▶ [TRABAJO SOLICITADO]
Prosigue el texto sobre las jornadas electorales en Colombia a partir de su última oración.

Y, lo que muchos años antes, hace ya casi un cuarto de siglo había ocurrido en Venezuela, cuando el sistema bipartidista sobre el que AD y COPEI habían erigido la democracia hizo aguas, le dio paso a un liderazgo mezcla de militares golpistas con civiles de ideología ultraizquierdista, que resultó peor remedio que la enfermedad y hoy tiene a cerca de siete millones de venezolanos deambulando por el mundo en busca de una segunda oportunidad.
Tres cosas hay que agregar sobre estas jornadas electorales. La primera la ha reconocido toda la prensa internacional, la solidez del sistema electoral y, en general, de la democracia colombiana. Las mismas fuerzas que alertaban sobre la no existencia de democracia en Colombia llegan hoy al poder, sin perturbaciones ni obstáculos, gracias a ese mismo sistema democrático que obviamente funciona.

▶ [FILAS MOSTRADAS]
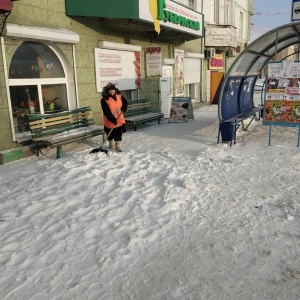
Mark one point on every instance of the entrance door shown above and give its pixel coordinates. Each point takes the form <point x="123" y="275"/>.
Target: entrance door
<point x="166" y="90"/>
<point x="216" y="80"/>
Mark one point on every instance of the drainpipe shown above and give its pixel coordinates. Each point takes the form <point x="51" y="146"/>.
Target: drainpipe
<point x="7" y="87"/>
<point x="202" y="62"/>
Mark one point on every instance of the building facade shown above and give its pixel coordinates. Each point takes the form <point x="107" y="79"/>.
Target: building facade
<point x="227" y="33"/>
<point x="58" y="55"/>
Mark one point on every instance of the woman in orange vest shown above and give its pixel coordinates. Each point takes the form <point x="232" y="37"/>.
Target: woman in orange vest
<point x="113" y="105"/>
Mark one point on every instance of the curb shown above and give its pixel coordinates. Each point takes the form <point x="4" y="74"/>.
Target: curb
<point x="15" y="154"/>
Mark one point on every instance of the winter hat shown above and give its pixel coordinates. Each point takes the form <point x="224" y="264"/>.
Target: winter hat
<point x="110" y="86"/>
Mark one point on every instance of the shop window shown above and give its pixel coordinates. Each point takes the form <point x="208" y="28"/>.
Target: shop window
<point x="37" y="84"/>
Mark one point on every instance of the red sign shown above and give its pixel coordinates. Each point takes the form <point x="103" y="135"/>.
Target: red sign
<point x="5" y="5"/>
<point x="216" y="62"/>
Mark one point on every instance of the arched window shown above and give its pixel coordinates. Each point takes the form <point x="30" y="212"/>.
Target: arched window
<point x="37" y="83"/>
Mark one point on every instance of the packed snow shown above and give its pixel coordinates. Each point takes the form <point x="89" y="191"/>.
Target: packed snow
<point x="174" y="216"/>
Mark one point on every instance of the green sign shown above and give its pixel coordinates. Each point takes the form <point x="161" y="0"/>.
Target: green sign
<point x="168" y="16"/>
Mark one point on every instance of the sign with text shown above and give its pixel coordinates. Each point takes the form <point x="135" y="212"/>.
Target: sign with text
<point x="168" y="13"/>
<point x="216" y="63"/>
<point x="179" y="71"/>
<point x="120" y="67"/>
<point x="282" y="97"/>
<point x="153" y="61"/>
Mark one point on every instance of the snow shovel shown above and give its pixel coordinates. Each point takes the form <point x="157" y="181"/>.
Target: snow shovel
<point x="100" y="149"/>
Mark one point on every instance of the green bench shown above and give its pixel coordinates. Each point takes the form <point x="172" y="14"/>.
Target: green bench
<point x="57" y="129"/>
<point x="139" y="112"/>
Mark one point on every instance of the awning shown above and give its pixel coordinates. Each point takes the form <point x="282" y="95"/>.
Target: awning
<point x="40" y="33"/>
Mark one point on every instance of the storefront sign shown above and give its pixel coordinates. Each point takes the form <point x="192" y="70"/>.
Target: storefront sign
<point x="179" y="71"/>
<point x="153" y="61"/>
<point x="220" y="37"/>
<point x="216" y="63"/>
<point x="5" y="5"/>
<point x="170" y="14"/>
<point x="121" y="67"/>
<point x="282" y="98"/>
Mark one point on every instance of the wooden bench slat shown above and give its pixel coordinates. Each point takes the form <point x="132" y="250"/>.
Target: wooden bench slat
<point x="58" y="129"/>
<point x="139" y="111"/>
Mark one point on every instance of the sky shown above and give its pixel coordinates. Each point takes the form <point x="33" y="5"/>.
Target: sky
<point x="269" y="14"/>
<point x="174" y="216"/>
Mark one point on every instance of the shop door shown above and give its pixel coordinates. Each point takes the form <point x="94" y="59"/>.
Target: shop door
<point x="216" y="80"/>
<point x="166" y="90"/>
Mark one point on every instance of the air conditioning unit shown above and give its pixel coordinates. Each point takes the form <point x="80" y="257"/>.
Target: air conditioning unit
<point x="231" y="53"/>
<point x="210" y="53"/>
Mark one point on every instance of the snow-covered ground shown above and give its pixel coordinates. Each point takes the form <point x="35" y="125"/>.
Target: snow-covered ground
<point x="175" y="216"/>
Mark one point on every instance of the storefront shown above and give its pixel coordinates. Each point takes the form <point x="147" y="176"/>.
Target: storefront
<point x="39" y="76"/>
<point x="60" y="63"/>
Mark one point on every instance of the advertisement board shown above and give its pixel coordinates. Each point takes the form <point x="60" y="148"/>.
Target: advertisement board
<point x="282" y="95"/>
<point x="120" y="67"/>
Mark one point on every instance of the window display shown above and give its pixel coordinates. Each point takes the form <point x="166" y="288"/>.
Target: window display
<point x="37" y="84"/>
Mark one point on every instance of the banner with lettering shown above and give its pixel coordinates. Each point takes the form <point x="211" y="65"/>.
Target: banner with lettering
<point x="216" y="63"/>
<point x="282" y="96"/>
<point x="179" y="80"/>
<point x="120" y="67"/>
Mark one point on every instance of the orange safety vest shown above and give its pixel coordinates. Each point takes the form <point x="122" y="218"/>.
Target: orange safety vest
<point x="115" y="108"/>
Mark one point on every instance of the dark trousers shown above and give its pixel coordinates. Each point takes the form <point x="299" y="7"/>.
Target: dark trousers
<point x="116" y="133"/>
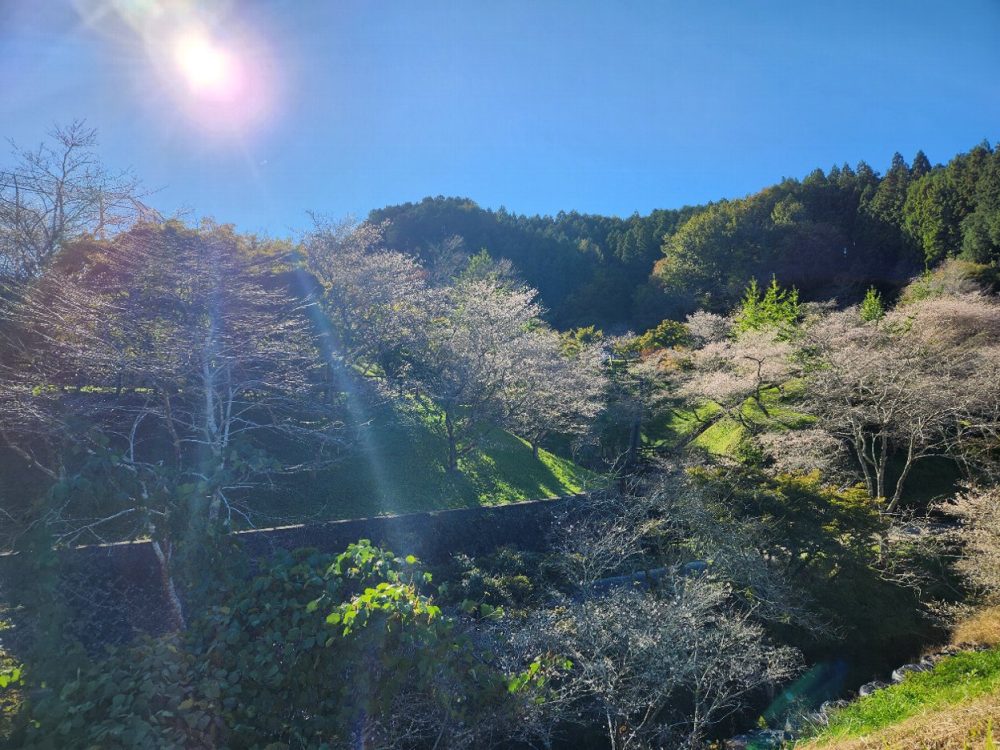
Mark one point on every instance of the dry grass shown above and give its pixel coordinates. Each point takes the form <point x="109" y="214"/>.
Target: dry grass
<point x="982" y="628"/>
<point x="961" y="727"/>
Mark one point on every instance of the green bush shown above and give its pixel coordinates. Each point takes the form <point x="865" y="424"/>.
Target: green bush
<point x="316" y="651"/>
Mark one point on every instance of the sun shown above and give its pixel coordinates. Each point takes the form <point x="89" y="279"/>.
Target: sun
<point x="209" y="69"/>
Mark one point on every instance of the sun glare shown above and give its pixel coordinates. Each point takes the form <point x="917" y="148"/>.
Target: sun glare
<point x="206" y="63"/>
<point x="208" y="69"/>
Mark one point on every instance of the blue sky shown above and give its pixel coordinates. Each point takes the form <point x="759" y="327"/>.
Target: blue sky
<point x="540" y="106"/>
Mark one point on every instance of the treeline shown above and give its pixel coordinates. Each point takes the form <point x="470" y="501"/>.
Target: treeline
<point x="832" y="234"/>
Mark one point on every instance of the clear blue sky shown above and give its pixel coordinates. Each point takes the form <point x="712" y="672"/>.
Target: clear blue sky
<point x="604" y="107"/>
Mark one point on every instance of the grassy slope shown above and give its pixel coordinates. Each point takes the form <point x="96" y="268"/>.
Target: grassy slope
<point x="705" y="426"/>
<point x="397" y="466"/>
<point x="954" y="707"/>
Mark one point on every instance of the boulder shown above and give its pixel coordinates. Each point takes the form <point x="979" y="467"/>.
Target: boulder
<point x="870" y="687"/>
<point x="922" y="666"/>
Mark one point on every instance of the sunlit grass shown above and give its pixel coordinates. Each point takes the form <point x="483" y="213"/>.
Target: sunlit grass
<point x="706" y="427"/>
<point x="410" y="474"/>
<point x="954" y="682"/>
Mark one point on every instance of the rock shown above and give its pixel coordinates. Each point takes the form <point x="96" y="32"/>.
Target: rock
<point x="761" y="739"/>
<point x="870" y="687"/>
<point x="900" y="672"/>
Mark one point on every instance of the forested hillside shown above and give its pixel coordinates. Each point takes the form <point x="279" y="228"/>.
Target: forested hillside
<point x="780" y="416"/>
<point x="831" y="234"/>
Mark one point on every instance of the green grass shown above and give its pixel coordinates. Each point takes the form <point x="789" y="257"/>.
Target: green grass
<point x="954" y="680"/>
<point x="706" y="427"/>
<point x="397" y="465"/>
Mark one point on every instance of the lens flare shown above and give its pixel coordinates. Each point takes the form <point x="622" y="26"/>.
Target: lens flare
<point x="205" y="67"/>
<point x="208" y="69"/>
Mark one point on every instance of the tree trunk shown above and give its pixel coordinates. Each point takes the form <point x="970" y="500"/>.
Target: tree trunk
<point x="169" y="589"/>
<point x="449" y="426"/>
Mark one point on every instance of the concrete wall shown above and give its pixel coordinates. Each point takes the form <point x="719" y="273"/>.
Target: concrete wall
<point x="116" y="592"/>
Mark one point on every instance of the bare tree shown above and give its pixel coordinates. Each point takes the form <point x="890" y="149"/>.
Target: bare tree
<point x="729" y="371"/>
<point x="469" y="362"/>
<point x="555" y="392"/>
<point x="377" y="300"/>
<point x="171" y="356"/>
<point x="59" y="192"/>
<point x="660" y="668"/>
<point x="919" y="384"/>
<point x="979" y="511"/>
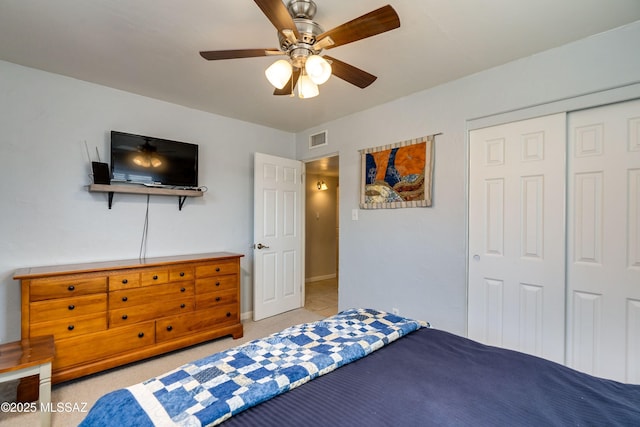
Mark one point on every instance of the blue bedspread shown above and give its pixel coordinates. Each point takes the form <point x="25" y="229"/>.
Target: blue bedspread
<point x="212" y="389"/>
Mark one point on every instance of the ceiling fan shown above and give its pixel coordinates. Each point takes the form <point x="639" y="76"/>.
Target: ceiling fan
<point x="302" y="40"/>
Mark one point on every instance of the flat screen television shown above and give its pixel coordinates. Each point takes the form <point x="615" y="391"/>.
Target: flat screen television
<point x="153" y="161"/>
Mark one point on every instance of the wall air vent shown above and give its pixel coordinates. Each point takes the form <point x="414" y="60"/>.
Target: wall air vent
<point x="318" y="139"/>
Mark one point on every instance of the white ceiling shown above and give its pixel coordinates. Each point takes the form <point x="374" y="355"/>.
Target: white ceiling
<point x="150" y="47"/>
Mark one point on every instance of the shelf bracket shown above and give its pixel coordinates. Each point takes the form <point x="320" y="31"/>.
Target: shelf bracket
<point x="181" y="200"/>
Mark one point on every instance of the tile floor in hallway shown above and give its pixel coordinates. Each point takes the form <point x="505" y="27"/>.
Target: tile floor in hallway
<point x="322" y="297"/>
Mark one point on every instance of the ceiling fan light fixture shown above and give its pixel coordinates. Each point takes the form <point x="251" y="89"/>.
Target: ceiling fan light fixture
<point x="279" y="73"/>
<point x="307" y="88"/>
<point x="318" y="69"/>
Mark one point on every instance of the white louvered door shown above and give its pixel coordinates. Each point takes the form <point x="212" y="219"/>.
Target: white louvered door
<point x="603" y="260"/>
<point x="516" y="288"/>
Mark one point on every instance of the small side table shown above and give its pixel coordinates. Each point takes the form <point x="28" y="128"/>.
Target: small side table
<point x="32" y="356"/>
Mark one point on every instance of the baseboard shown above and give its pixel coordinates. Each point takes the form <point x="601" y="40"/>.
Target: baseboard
<point x="319" y="278"/>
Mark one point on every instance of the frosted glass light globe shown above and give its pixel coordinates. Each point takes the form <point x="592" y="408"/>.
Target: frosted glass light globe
<point x="279" y="73"/>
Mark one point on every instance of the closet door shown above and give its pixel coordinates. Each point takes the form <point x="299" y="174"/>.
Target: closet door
<point x="603" y="257"/>
<point x="516" y="254"/>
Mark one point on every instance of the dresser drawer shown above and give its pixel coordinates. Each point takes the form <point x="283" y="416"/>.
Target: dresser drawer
<point x="216" y="284"/>
<point x="126" y="280"/>
<point x="216" y="299"/>
<point x="60" y="308"/>
<point x="180" y="273"/>
<point x="65" y="287"/>
<point x="177" y="326"/>
<point x="154" y="277"/>
<point x="141" y="313"/>
<point x="217" y="268"/>
<point x="103" y="344"/>
<point x="149" y="295"/>
<point x="71" y="327"/>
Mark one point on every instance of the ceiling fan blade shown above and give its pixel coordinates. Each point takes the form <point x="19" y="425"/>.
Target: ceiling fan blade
<point x="288" y="88"/>
<point x="213" y="55"/>
<point x="370" y="24"/>
<point x="349" y="73"/>
<point x="278" y="14"/>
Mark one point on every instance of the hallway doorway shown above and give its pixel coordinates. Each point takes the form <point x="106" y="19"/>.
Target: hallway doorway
<point x="322" y="232"/>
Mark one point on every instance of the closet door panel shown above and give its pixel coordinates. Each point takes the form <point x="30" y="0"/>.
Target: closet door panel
<point x="603" y="270"/>
<point x="516" y="236"/>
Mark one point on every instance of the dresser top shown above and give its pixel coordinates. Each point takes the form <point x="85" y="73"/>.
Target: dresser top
<point x="55" y="270"/>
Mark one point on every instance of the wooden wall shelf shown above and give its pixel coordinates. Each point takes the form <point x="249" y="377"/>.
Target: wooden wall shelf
<point x="141" y="189"/>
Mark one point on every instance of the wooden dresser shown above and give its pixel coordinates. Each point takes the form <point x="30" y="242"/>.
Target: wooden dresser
<point x="107" y="314"/>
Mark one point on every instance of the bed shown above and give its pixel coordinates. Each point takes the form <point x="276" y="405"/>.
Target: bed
<point x="367" y="367"/>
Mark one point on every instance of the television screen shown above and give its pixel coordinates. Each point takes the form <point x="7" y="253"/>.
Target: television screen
<point x="148" y="160"/>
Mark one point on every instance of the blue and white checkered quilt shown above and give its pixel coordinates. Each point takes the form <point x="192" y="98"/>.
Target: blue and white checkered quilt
<point x="212" y="389"/>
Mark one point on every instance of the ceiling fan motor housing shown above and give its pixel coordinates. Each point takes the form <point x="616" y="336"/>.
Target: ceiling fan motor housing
<point x="299" y="51"/>
<point x="302" y="9"/>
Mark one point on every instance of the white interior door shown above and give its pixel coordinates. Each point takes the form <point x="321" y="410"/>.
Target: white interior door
<point x="604" y="241"/>
<point x="516" y="254"/>
<point x="277" y="256"/>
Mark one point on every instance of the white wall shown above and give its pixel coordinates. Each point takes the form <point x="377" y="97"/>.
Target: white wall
<point x="415" y="259"/>
<point x="48" y="217"/>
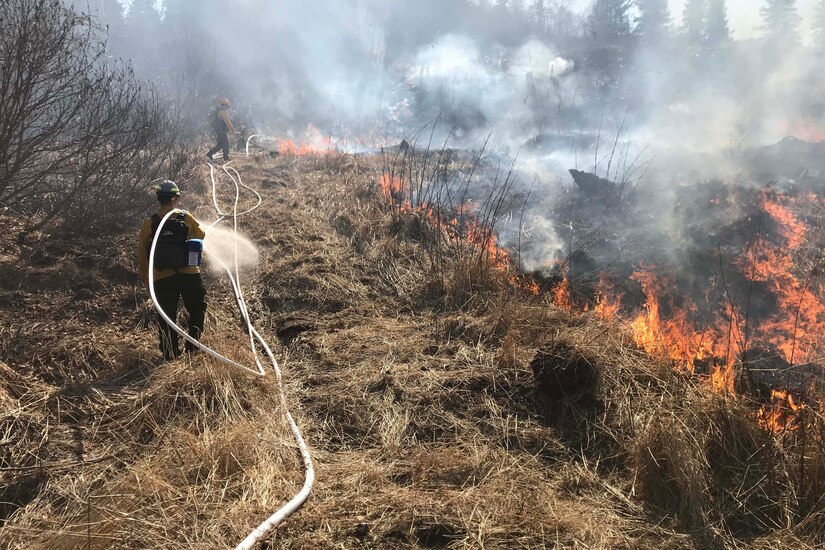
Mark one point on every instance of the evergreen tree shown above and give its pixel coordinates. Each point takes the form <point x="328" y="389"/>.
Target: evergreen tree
<point x="654" y="21"/>
<point x="610" y="21"/>
<point x="539" y="16"/>
<point x="818" y="26"/>
<point x="717" y="32"/>
<point x="780" y="21"/>
<point x="693" y="23"/>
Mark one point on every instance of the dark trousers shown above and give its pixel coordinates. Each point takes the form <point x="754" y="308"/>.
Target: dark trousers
<point x="223" y="143"/>
<point x="168" y="290"/>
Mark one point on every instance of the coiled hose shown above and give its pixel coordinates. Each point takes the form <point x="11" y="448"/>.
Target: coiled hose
<point x="296" y="501"/>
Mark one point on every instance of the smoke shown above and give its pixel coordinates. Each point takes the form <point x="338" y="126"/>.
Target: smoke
<point x="221" y="244"/>
<point x="655" y="117"/>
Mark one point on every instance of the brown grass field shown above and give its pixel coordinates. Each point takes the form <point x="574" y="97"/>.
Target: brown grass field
<point x="414" y="390"/>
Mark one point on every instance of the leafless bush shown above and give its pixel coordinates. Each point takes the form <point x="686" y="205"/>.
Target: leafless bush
<point x="436" y="197"/>
<point x="80" y="137"/>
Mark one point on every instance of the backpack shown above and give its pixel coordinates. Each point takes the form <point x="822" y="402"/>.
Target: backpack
<point x="218" y="123"/>
<point x="171" y="251"/>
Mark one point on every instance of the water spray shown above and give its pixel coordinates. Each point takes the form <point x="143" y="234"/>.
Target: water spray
<point x="309" y="477"/>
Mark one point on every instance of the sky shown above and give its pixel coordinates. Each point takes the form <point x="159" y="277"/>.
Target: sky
<point x="743" y="15"/>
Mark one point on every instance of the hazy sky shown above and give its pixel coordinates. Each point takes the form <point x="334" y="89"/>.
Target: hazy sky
<point x="743" y="15"/>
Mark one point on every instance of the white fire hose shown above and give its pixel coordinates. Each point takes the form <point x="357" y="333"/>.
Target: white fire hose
<point x="290" y="507"/>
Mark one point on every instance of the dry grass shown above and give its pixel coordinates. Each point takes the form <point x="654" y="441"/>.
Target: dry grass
<point x="419" y="408"/>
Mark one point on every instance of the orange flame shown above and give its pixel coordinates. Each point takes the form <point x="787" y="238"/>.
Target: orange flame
<point x="783" y="413"/>
<point x="313" y="143"/>
<point x="607" y="303"/>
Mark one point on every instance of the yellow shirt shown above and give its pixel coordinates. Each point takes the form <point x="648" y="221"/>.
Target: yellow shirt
<point x="145" y="242"/>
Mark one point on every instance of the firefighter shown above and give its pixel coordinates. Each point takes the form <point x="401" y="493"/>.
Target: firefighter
<point x="221" y="124"/>
<point x="174" y="277"/>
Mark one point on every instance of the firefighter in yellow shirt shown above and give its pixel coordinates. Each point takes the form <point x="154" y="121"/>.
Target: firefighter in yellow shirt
<point x="174" y="276"/>
<point x="221" y="124"/>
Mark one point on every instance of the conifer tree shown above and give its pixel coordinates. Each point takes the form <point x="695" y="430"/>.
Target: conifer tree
<point x="818" y="26"/>
<point x="539" y="16"/>
<point x="654" y="21"/>
<point x="610" y="21"/>
<point x="693" y="23"/>
<point x="717" y="32"/>
<point x="780" y="21"/>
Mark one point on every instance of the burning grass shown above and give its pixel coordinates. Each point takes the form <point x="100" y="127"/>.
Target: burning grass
<point x="408" y="352"/>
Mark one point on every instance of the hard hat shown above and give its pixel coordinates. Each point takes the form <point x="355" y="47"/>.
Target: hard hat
<point x="168" y="187"/>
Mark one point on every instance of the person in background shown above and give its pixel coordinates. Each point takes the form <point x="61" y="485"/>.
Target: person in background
<point x="221" y="124"/>
<point x="174" y="276"/>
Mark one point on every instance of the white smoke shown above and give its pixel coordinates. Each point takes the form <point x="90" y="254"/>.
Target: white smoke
<point x="223" y="244"/>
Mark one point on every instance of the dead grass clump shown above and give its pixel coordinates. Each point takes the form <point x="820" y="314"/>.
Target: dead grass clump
<point x="203" y="390"/>
<point x="671" y="471"/>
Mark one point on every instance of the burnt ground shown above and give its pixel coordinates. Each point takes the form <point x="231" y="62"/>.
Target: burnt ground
<point x="422" y="416"/>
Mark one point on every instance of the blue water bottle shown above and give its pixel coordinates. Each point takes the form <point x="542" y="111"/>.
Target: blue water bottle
<point x="195" y="249"/>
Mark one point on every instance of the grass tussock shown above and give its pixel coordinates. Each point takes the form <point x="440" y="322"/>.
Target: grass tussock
<point x="445" y="405"/>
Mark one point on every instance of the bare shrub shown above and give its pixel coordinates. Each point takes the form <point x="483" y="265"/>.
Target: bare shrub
<point x="81" y="138"/>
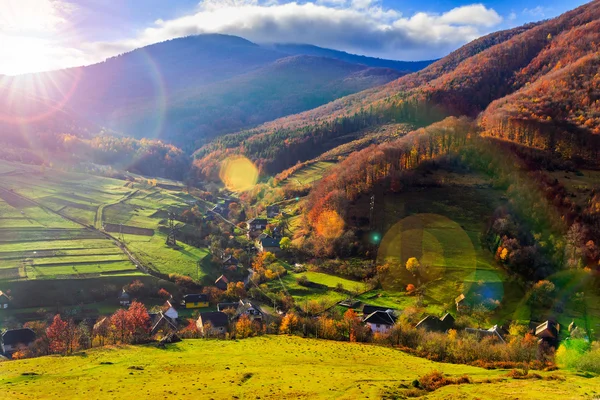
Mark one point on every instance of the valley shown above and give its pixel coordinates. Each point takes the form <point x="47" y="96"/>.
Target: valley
<point x="209" y="216"/>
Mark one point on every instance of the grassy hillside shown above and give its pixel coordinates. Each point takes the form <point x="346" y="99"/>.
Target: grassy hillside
<point x="271" y="367"/>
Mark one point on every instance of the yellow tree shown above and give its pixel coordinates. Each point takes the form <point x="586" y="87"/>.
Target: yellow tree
<point x="243" y="328"/>
<point x="414" y="267"/>
<point x="289" y="323"/>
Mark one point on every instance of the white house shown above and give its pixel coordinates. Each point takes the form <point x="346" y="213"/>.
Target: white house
<point x="169" y="311"/>
<point x="380" y="321"/>
<point x="212" y="323"/>
<point x="4" y="300"/>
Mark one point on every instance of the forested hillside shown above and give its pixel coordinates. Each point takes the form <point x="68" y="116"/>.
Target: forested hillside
<point x="188" y="90"/>
<point x="539" y="63"/>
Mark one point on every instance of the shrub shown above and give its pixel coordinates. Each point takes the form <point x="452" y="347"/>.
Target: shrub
<point x="302" y="281"/>
<point x="435" y="380"/>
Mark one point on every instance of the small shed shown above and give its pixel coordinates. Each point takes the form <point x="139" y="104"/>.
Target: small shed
<point x="169" y="310"/>
<point x="269" y="244"/>
<point x="195" y="301"/>
<point x="5" y="300"/>
<point x="548" y="332"/>
<point x="380" y="321"/>
<point x="272" y="211"/>
<point x="222" y="282"/>
<point x="257" y="224"/>
<point x="461" y="303"/>
<point x="124" y="299"/>
<point x="212" y="323"/>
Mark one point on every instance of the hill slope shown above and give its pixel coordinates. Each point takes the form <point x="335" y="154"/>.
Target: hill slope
<point x="270" y="367"/>
<point x="463" y="83"/>
<point x="307" y="49"/>
<point x="284" y="87"/>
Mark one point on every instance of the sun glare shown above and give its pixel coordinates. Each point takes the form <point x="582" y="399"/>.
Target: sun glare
<point x="25" y="55"/>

▶ [RESULTADO DE LA TAREA]
La segunda, que el país queda igual fracturado y polarizado, si nos atenemos al hecho de que la diferencia porcentual entre ambos candidatos finalistas no llega siquiera a los tres puntos porcentuales, una diferencia en votos absolutos de apenas 750 mil y ambos candidatos terminan con más de 10 millones de votantes cada uno. Situación que tendrá en manos de Petro, ahondar en la herida ensanchándola, como lo hizo Hugo Chávez en su momento, o tratar de cerrarla, de sanarla, como ejemplarmente lo intentó Mandela en su primera presidencia.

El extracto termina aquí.